■ **What to work on**: All of the material below is to be restated word for word, apart from the pictures.

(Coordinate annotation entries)
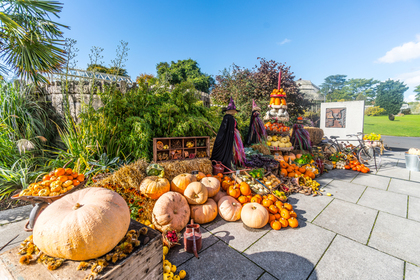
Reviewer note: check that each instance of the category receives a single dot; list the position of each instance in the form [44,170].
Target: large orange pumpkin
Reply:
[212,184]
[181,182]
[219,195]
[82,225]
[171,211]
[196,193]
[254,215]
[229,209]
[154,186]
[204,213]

■ **Solution to the problem**:
Reviewer note: check that each instance of the category receives a single dot; list the position of each instance in the form [44,170].
Target: large orange pumpkin
Reply:
[212,184]
[181,182]
[219,195]
[82,225]
[171,211]
[196,193]
[254,215]
[229,209]
[154,186]
[204,213]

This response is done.